CONSIGNE 1: Citez fidèlement l'extrait de « L’UDC, Appenzell Rhodes-Intérieures » à « qui présente des... ».
CONSIGNE 2: D'après l'extrait, en quelle année le Tribunal fédéral a-t-il imposé le droit de vote féminin sur le plan cantonal à Appenzell Rhodes-Intérieures ?

L’UDC, Appenzell Rhodes-Intérieures et consorts ont encore frappé !

Ça y est ! Les réacs suisses ont fait basculer le nombre des cantons dans le non, alors que l’ensemble de la population est en faveur d’une politique familiale (à 54,3%) qui permettrait aux femmes de concilier vie de famille et carrière. D’abord, il y a eu ce tout-ménage honteux de l’UDC qui présente des...

Ça y est ! Les réacs suisses ont fait basculer le nombre des cantons dans le non, alors que l’ensemble
de la population est en faveur d’une politique familiale (à 54,3%) qui permettrait aux
femmes de concilier vie de famille et carrière. D’abord, il y a eu ce tout-ménage honteux de l’UDC
qui présente des enfants en cages et numérotés comme du bétail, puis le retournement du PLR,
au grand dam des femmes libérales-radicales, enfin le manque d’engagement d’Alain Berset : la
comparaison avec celui de Doris Leuthard pour la LAT est cruelle. Et pour couronner le tout, le
manque de vision d’economiesuisse, qui a préféré mettre 8 millions contre l’initiative Minder
(passée avec 68% de suffrages !) plutôt qu’en faveur des familles, ce qui, au bout du compte, servirait
mieux ses intérêts.

Une fois de plus, ce sont les cantons dits « primitifs » qui imposent leur vision passéiste à la majorité
des citoyen-ne-s et aux cantons-villes. Parmi eux, Uri, Schwytz, Obwald, une partie de Niedwald
et l’incontournable Appenzell Rhodes-Intérieures, qui s’obstinait à refuser le droit de vote
féminin sur le plan cantonal, à tel point que le Tribunal fédéral a fini par le lui imposer en 1990.
Certes, c’est au trio Uri, Schwytz, Unterwald que nous devons l’existence de notre pays, mais leur
vision indépassable de Suisses aux bras noueux m’exaspère ou, comme aurait dit Lino Ventura
dans Les tontons flingueurs, « commence à me les briser menu ». Il devient tout à fait insupportable
qu’une poignée de cantons réactionnaires empêchent les cantons progressistes d’avancer.

L’UDC, dans ses prises de position, est fidèle à elle-même, qui souhaite renvoyer les femmes à la
maison. L’UDC s’est toujours montrée sexiste. Elle a combattu la loi de l’égalité (1995), réclame
depuis des années la liquidation du Bureau fédéral pour l’égalité, affirme, au mépris des faits,
que la question des salaires n’est plus une question de sexe. Considérant l’égalité comme une
idéologie qui vise à l’éclatement des familles et contribue à l’insécurité (!), elle a voté contre
toutes les mesures concrètes pour faire appliquer la loi. L’UDC participe en première ligne au
démantèlement social, qui pénalise tout particulièrement les femmes, comme c’est le cas pour
de la dernière révision de l’AI. Elle s’est opposée ces dernières années à la décriminalisation de
l’avortement, à l’assurance maternité, au partenariat enregistré pour les couples homosexuels.

CONTENU DES DONNÉES:
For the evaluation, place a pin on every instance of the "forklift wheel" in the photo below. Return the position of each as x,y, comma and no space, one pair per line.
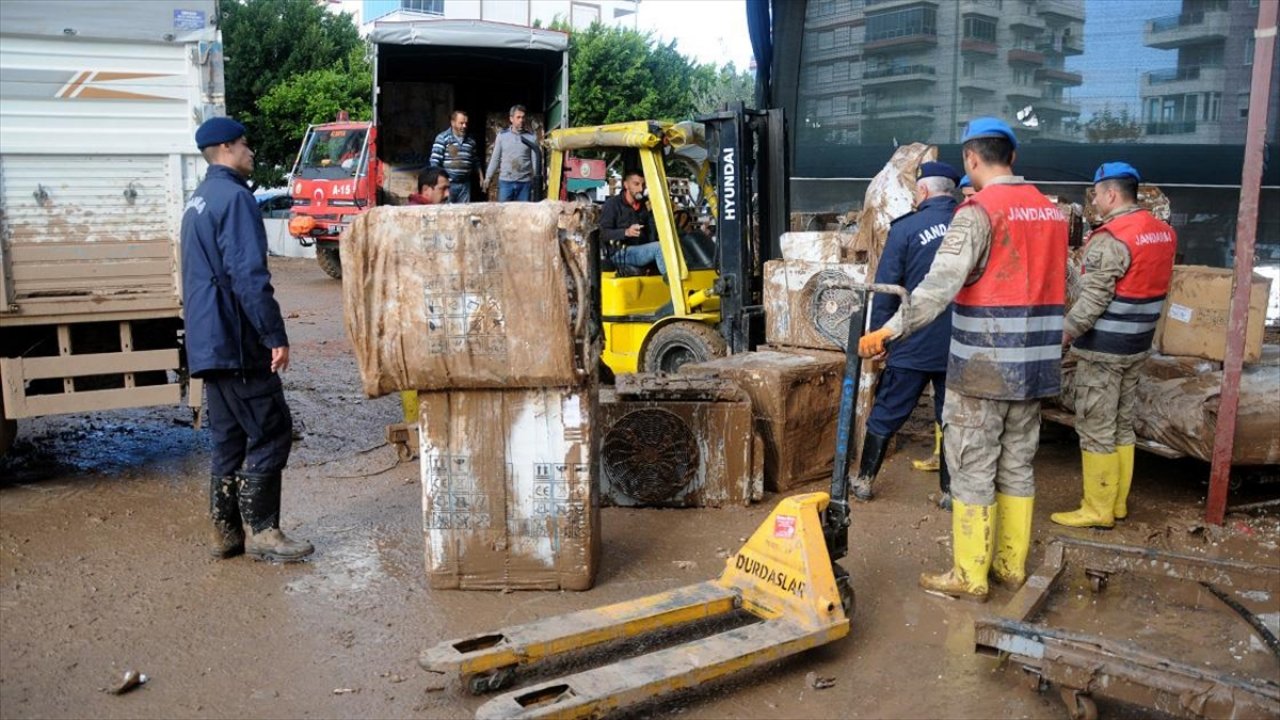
329,261
680,343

RÉPONSE 1:
L’UDC, Appenzell Rhodes-Intérieures et consorts ont encore frappé !

Ça y est ! Les réacs suisses ont fait basculer le nombre des cantons dans le non, alors que l’ensemble de la population est en faveur d’une politique familiale (à 54,3%) qui permettrait aux femmes de concilier vie de famille et carrière. D’abord, il y a eu ce tout-ménage honteux de l’UDC qui présente des...

RÉPONSE 2: En 1990.